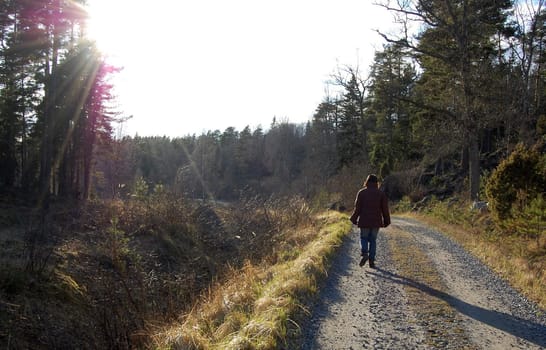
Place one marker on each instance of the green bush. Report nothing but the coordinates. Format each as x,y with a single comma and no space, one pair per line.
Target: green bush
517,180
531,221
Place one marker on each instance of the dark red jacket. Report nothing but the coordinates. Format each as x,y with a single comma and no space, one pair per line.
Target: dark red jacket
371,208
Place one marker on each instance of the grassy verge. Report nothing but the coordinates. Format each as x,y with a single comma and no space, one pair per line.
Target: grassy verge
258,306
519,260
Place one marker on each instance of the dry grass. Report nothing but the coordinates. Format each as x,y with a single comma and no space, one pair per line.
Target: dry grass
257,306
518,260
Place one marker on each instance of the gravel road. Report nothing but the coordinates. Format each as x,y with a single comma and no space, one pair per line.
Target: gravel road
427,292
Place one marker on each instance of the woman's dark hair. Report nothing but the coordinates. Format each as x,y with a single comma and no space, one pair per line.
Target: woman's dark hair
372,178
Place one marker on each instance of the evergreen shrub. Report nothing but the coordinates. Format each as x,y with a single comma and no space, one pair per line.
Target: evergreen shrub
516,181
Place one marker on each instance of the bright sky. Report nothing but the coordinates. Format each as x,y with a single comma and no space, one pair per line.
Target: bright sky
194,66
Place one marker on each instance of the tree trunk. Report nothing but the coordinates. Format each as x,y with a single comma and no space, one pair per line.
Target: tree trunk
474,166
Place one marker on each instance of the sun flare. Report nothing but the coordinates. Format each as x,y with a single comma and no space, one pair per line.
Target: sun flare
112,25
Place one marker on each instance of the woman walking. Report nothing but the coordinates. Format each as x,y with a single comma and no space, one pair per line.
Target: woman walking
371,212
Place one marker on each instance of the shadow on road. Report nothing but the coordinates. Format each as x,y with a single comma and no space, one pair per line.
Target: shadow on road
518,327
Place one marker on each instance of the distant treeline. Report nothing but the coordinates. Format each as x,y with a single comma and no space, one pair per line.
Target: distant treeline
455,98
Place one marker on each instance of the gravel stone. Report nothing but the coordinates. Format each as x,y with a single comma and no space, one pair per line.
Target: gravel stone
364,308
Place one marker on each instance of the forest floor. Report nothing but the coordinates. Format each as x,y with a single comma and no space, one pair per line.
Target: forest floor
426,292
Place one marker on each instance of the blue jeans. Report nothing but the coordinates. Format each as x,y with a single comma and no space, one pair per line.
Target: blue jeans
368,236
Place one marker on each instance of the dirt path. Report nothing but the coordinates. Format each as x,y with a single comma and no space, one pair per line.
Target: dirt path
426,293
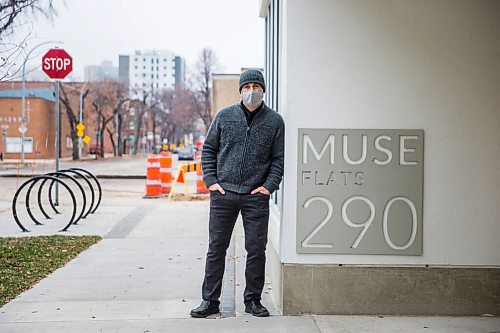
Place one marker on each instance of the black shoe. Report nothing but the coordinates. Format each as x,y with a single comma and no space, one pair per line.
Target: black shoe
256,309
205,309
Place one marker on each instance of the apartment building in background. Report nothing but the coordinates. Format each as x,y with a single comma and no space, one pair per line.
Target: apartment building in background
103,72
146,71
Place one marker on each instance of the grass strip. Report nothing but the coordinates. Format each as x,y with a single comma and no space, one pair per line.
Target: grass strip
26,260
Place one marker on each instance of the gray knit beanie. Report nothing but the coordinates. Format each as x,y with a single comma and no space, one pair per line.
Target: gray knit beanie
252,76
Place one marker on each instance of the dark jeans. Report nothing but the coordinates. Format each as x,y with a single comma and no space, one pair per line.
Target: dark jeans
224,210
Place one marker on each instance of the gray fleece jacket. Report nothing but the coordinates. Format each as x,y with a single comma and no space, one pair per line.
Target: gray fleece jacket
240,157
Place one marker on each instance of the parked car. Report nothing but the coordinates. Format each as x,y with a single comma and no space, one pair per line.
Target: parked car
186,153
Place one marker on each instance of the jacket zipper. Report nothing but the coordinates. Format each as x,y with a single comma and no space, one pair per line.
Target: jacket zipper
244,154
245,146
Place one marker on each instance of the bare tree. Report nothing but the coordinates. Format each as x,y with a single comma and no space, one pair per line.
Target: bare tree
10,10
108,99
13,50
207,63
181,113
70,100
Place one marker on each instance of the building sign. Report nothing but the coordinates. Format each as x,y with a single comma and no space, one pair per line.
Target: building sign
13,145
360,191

__________________________________________________

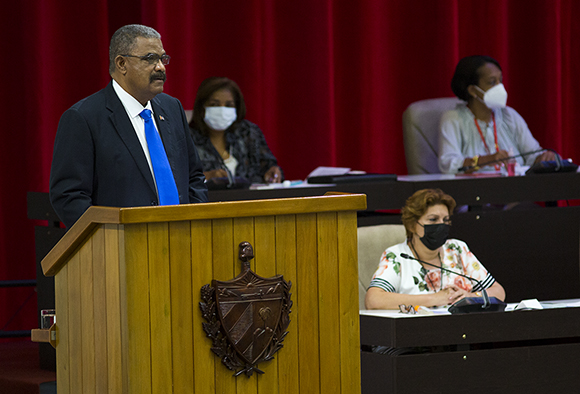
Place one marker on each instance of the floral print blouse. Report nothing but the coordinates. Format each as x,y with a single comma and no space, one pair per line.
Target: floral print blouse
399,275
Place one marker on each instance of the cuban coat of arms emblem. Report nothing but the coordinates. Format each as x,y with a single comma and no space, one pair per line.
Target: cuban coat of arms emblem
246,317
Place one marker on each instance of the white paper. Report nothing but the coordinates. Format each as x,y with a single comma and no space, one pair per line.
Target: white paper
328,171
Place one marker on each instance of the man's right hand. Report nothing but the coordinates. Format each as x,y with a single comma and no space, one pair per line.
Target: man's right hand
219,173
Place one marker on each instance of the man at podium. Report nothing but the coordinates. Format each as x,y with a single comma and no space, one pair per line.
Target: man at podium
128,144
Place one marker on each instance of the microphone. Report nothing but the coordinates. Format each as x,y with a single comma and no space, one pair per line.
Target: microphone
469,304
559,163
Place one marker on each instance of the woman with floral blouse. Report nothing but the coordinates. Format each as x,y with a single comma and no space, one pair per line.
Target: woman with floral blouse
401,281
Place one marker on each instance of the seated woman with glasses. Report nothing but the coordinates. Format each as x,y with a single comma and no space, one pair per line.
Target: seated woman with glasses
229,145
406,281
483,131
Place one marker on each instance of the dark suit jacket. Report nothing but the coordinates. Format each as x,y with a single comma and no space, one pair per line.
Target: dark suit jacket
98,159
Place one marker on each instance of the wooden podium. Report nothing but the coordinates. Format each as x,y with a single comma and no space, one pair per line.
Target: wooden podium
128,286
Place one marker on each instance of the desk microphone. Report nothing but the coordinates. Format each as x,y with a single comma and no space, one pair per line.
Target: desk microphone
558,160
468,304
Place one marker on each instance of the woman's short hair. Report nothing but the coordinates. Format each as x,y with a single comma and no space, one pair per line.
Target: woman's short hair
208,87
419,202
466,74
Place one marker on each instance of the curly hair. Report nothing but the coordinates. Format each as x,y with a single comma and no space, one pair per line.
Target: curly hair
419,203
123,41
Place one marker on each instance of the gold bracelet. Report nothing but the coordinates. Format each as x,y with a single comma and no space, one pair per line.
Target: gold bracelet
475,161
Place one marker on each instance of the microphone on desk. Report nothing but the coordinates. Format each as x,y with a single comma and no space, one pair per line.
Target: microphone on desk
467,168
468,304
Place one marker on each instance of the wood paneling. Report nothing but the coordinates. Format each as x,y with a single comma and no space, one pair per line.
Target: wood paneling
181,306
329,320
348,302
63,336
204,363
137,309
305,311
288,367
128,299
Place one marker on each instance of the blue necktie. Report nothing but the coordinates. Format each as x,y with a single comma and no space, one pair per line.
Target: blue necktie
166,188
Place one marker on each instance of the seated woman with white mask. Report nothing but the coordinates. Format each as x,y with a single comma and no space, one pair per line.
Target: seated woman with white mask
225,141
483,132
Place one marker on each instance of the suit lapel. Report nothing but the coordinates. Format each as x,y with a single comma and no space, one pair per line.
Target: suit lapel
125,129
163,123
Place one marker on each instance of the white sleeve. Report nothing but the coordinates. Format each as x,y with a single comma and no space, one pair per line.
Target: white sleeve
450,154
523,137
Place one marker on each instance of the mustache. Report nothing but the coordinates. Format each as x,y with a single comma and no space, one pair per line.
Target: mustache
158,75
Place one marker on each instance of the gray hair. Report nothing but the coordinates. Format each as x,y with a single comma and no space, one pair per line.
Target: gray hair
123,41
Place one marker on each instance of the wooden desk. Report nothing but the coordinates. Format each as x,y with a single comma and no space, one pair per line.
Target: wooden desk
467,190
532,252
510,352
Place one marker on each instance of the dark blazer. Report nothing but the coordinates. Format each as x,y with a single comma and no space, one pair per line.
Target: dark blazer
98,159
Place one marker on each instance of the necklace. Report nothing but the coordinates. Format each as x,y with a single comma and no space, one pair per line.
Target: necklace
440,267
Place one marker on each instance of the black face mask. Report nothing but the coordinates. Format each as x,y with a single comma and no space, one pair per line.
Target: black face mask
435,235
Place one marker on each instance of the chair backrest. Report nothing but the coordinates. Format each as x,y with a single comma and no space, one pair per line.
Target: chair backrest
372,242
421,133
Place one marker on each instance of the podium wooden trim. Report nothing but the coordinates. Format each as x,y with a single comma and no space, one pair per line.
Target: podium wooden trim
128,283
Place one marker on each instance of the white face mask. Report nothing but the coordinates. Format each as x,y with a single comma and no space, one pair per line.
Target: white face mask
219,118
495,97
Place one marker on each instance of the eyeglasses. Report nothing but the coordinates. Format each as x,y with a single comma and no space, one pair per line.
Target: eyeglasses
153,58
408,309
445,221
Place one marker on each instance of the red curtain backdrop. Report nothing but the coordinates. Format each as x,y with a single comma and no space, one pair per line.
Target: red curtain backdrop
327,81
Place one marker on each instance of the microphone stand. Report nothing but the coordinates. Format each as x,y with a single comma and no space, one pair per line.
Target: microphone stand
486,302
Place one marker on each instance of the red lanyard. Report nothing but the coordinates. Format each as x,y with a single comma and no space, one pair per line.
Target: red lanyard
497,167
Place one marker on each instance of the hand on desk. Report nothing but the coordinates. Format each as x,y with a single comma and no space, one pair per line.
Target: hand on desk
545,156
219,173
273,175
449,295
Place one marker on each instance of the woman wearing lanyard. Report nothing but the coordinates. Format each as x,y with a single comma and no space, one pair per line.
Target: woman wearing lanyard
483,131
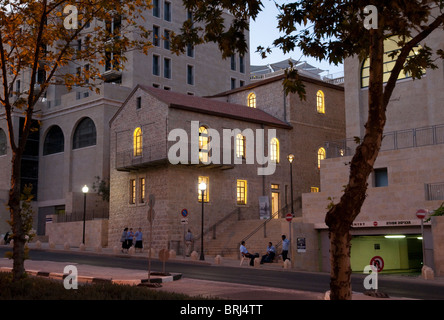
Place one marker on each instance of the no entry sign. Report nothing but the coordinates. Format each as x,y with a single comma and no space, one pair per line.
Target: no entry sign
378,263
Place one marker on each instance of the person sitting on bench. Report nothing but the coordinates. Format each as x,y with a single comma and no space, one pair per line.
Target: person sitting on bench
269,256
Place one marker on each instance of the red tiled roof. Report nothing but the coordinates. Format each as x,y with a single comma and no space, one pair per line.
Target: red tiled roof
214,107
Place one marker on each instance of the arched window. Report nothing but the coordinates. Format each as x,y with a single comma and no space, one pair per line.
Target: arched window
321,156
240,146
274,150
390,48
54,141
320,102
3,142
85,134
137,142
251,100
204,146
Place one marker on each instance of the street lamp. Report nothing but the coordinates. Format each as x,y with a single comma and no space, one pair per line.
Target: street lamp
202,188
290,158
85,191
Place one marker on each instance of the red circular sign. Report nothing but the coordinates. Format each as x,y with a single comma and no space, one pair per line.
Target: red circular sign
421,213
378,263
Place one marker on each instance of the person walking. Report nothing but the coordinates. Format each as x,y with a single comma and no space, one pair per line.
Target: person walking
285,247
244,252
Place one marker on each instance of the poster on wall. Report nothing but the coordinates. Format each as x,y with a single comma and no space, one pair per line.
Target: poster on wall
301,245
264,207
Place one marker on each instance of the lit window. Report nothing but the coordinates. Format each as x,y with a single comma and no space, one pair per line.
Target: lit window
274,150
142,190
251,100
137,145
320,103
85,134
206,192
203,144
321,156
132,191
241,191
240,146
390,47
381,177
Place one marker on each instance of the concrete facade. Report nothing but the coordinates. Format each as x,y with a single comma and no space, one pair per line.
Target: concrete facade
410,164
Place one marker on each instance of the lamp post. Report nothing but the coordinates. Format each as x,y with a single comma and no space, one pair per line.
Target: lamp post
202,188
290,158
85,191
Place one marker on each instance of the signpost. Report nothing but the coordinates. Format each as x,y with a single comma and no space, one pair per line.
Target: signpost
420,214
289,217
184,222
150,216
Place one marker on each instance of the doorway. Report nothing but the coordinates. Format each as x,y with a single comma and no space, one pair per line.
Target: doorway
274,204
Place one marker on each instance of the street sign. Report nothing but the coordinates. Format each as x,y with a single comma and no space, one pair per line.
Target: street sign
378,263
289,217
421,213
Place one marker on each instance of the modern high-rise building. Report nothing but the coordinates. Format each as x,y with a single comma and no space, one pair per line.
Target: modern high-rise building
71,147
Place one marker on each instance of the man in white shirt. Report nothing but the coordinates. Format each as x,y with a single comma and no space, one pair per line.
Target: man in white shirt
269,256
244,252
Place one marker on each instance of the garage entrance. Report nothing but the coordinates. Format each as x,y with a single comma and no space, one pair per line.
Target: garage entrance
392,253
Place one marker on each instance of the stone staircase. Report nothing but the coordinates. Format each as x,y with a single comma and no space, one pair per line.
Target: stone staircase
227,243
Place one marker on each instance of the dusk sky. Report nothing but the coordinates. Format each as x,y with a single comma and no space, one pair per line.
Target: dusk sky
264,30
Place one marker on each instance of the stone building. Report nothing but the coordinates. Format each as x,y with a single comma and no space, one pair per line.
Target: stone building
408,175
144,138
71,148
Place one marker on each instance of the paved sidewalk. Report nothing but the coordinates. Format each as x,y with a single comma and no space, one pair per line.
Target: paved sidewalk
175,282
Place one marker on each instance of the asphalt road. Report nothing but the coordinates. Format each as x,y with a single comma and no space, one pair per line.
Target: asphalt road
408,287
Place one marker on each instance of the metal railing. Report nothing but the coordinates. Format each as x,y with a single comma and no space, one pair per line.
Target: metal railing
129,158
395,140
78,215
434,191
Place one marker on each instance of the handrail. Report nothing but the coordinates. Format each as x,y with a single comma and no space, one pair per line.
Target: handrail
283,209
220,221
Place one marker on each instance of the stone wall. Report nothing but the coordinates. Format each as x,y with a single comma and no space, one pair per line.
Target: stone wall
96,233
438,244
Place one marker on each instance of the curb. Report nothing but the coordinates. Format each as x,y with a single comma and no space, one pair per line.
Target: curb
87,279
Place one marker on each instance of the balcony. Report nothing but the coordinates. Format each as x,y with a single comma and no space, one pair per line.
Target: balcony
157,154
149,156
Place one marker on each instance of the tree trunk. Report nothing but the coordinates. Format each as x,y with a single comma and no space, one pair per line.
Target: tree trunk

__________________________________________________

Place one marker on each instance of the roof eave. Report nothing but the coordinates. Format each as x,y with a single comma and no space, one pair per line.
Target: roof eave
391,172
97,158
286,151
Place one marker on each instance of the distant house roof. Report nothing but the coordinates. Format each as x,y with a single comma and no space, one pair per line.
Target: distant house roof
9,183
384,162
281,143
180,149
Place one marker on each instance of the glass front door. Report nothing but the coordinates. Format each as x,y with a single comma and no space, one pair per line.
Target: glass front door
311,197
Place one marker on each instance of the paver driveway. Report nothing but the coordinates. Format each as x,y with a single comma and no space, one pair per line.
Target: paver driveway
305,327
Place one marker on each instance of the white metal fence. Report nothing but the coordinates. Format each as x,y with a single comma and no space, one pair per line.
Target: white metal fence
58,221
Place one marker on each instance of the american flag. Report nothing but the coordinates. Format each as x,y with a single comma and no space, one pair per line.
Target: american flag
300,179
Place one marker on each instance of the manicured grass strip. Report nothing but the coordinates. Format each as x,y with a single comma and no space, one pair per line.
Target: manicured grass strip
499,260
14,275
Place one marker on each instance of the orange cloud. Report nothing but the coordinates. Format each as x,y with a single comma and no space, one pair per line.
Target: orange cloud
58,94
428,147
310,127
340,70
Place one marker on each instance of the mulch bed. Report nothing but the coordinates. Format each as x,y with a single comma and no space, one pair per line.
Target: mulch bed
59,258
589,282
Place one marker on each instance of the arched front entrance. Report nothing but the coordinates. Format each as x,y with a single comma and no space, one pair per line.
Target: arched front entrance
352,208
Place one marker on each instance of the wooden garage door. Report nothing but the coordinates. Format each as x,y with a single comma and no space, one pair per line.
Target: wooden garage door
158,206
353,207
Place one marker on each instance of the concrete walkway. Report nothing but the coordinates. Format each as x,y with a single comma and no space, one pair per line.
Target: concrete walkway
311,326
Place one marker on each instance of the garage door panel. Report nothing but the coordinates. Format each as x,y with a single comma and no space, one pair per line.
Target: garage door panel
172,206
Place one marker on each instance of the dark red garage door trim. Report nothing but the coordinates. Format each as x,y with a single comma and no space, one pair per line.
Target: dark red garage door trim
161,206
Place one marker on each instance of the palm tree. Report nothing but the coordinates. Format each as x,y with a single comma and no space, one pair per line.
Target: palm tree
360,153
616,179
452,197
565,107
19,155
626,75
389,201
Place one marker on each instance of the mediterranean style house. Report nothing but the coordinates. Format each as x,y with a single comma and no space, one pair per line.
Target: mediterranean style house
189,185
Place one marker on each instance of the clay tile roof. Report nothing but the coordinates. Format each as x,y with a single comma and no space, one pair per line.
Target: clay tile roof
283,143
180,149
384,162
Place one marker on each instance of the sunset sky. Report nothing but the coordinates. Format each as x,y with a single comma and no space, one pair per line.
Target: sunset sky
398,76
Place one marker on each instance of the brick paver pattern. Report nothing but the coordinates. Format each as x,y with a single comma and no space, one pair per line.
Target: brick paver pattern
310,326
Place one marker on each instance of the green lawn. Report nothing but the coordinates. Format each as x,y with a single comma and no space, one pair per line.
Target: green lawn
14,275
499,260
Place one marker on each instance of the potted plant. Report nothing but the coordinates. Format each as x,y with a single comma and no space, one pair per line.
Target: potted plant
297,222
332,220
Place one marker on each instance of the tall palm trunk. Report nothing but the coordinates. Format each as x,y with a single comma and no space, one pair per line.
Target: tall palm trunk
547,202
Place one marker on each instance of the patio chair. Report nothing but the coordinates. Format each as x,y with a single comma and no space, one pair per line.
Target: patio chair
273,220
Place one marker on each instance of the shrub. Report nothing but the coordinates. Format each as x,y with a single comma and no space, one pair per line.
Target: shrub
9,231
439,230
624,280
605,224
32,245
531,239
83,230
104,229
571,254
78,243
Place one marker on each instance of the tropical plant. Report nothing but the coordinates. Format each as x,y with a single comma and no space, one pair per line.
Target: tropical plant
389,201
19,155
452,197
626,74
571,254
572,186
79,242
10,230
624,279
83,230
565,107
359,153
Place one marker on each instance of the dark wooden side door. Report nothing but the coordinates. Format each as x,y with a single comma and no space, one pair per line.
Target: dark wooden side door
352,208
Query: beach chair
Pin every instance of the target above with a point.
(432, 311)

__________________________________________________

- _Exercise brief_
Using the data above, print exactly the lines from the line that contains "Place one marker on each instance of the green bush." through the line that contains "Place one marker on each instance of the woman's dark", with both included.

- _Answer to this task_
Place one marker on each instance of the green bush. Report nothing but the coordinates. Format each as x,y with a single comma and no space, one pair per line.
Target: green bush
517,180
531,221
Place one marker on each instance of the dark red jacket. Report nothing but the coordinates. Format each as x,y with a single comma and no space, one pair per line.
Target: dark red jacket
371,208
Place one marker on each instance of the grassy verge. Report nothing but the coordinates. Format each as x,y with a single comma and no space, one pair per line.
Target: grassy verge
258,306
519,260
Place one marker on each instance of the dry grass. Report nothing but the coordinates. Format each as x,y with a single comma and no space, one pair per line.
Target: dry grass
257,306
518,260
Place one marker on each instance of the gravel road. Report nothing but the coordinates. Format each as x,y with a single comma and no space, one pair per line.
Target: gravel road
427,292
Place one marker on each instance of the woman's dark hair. Report nothing but the coordinates. Format each as x,y with a single comma and no space, one pair per line.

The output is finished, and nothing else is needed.